▶ _Page extract_:

<<<<

Like we will make a change at time A and we'll be faster, and then at time B, you know, a network operator can make a change that will either undo that change or make something worse.
So it's constantly, it's all about constantly monitoring and looking at these graphs, as you said, as we're doing to kind of identifying, hey, where are we slow and making sure that we fix them, fix the places that we're slow.
And a lot of that is really just about extending our most pure network out to as many networks as possible, because direct peering with our networks, direct peering and interconnection with other networks really drives performance over those networks.
And it's really, there's a lot of really good examples over the past couple of network performance updates, and this is no exception, where we found another network where we were, we were connecting to out-of-country, we peered with them in-country and we jumped from fifth out of the five providers to first.
So the ability for us to peer really, really helps and our open peering policy, really, really helps us get as fast as possible.
And that's kind of, it's the not-so-secret sauce there that, you know, definitely, just trying to get as interconnected as we possibly can.
And that example you just referenced in our blog post, I believe that's keeping traffic in Australia.
Is that the use case you were talking about? Yeah, exactly.
So this user, so basically this network, we are reaching them in Singapore and Australia to Singapore is this far, especially if you're in a place like Sydney or Melbourne, which is literally you're going all the way through the country, out and then to a completely, through, across an ocean and then to Singapore and it added a bunch of latency.
But if you peer directly in Singapore or Melbourne, Singapore, or if you peer directly in Melbourne or Sydney, Melbourne and Sydney have almost instant latency.
And even the worst scenarios like Perth, which is on the other side of the country, is still significantly faster because you're traversing over land and they have cables that run over land.
So, a lot better network performance.
And that catapulted us number one.
And the other example referenced by the Performance Update blog post was about some congestion that was happening in Canada.
Would you mind explaining that one a little bit?
Yeah, sure.
I think the way that you think about this is that when you connect to the Internet, there's a couple different ways you can do it.
You can connect to the Internet through, you know, you connect to the Internet through your ISP, but the ISP connects to the Internet through a couple of different ways.
It can connect, it can connect to providers directly, and we call that a private network interconnect, or a PNI.
It can connect to a transit network, which is a dedicated network whose job it is to interconnect other networks for a fee.
Or it can connect at an Internet exchange, which is basically just kind of a central point where you can plug in and everyone else plugs in and they all share.
We all share peering information.
It's a really good way to interconnect with other networks pretty cheaply because you buy a port in the IX and everyone else buys a port and the IX and everyone exchanges peering details over that port.
Or you can peer with what's called a route server at the IX, which basically aggregates all of the peering sessions together.

>>>>

▶ _Problems to work on_:
- 1) Name every geographic place (country or city) mentioned in the network performance excerpt, listing each one once.
- 2) Quote the network performance excerpt from "Would you mind" to "interconnect, or a PNI.".
The items have no connection to the network performance excerpt.

▶ _Record list_:

<<<<

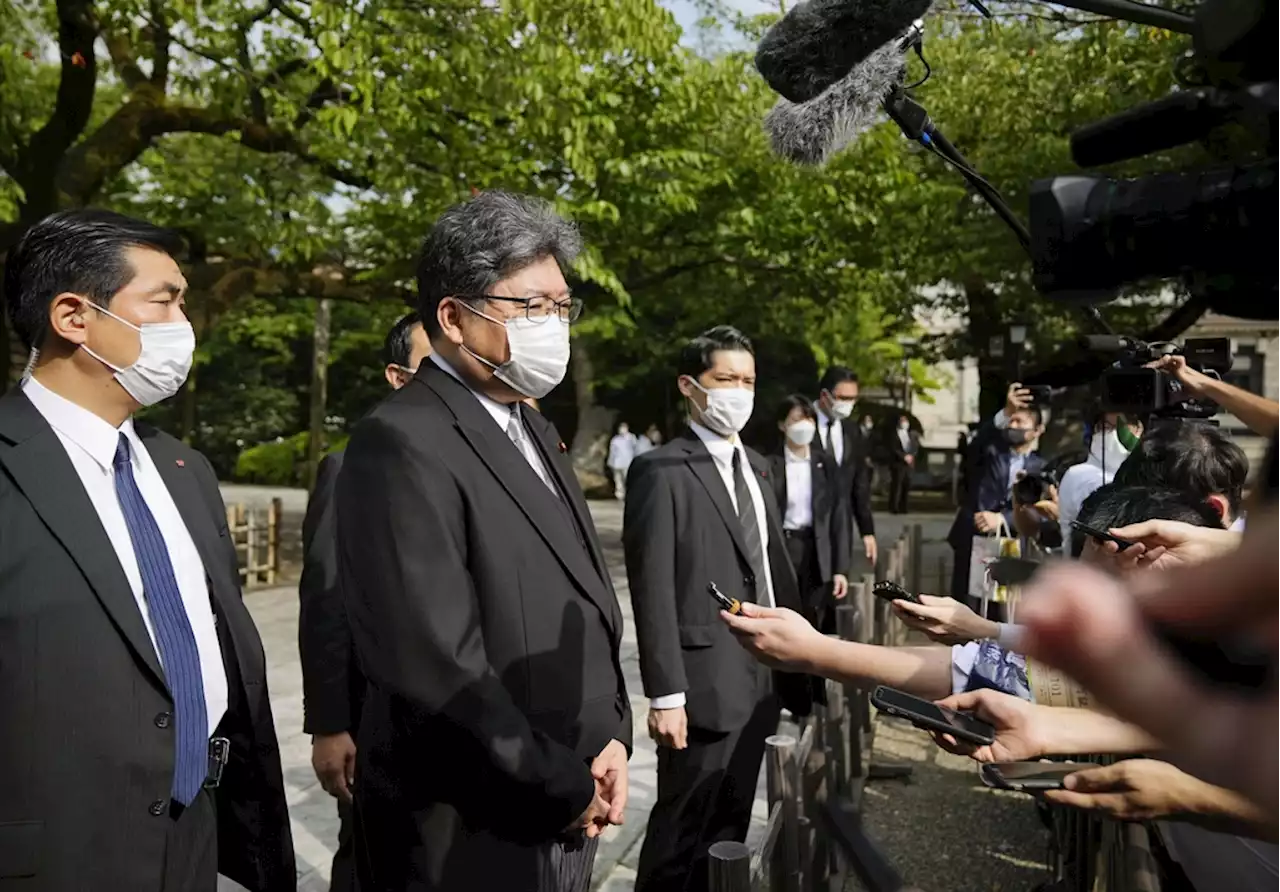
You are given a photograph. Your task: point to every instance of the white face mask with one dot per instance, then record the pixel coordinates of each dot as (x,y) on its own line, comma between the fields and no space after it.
(164,360)
(841,408)
(539,353)
(727,408)
(1107,451)
(801,433)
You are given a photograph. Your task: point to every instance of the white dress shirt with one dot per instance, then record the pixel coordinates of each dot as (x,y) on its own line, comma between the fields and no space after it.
(799,515)
(831,431)
(722,452)
(91,443)
(507,416)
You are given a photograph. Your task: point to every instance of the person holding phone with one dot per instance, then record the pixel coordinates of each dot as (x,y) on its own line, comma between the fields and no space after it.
(1001,451)
(814,521)
(1110,439)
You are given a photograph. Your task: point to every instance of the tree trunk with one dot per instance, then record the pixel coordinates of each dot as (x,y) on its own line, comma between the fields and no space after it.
(987,328)
(319,389)
(594,424)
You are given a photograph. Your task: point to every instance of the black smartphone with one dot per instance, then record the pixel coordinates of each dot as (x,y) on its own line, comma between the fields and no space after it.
(1101,535)
(1029,777)
(932,717)
(892,591)
(726,603)
(1041,394)
(1013,571)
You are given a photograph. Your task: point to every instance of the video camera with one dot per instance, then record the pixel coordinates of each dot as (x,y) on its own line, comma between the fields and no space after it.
(1091,236)
(1129,387)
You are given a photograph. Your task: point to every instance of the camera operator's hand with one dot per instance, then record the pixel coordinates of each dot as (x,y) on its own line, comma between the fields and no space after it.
(1016,398)
(1136,790)
(1100,632)
(1015,721)
(1175,543)
(1175,366)
(945,620)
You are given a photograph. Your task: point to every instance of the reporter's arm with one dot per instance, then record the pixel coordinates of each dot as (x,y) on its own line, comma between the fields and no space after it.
(924,672)
(1258,414)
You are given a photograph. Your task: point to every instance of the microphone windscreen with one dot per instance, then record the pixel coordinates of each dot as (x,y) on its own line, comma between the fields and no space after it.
(810,133)
(818,41)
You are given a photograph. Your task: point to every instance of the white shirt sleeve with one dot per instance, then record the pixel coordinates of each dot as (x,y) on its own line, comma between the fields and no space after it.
(667,701)
(963,659)
(1009,636)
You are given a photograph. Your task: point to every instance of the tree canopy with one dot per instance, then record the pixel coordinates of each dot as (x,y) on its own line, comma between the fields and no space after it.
(305,146)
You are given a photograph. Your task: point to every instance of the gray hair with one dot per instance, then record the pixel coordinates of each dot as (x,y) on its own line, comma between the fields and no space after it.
(483,241)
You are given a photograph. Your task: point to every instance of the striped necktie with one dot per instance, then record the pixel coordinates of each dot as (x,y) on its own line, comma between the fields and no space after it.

>>>>

▶ _Answers in order_:
- 1) Australia, Singapore, Sydney, Melbourne, Perth, Canada

- 2)
Would you mind explaining that one a little bit?
Yeah, sure.
I think the way that you think about this is that when you connect to the Internet, there's a couple different ways you can do it.
You can connect to the Internet through, you know, you connect to the Internet through your ISP, but the ISP connects to the Internet through a couple of different ways.
It can connect, it can connect to providers directly, and we call that a private network interconnect, or a PNI.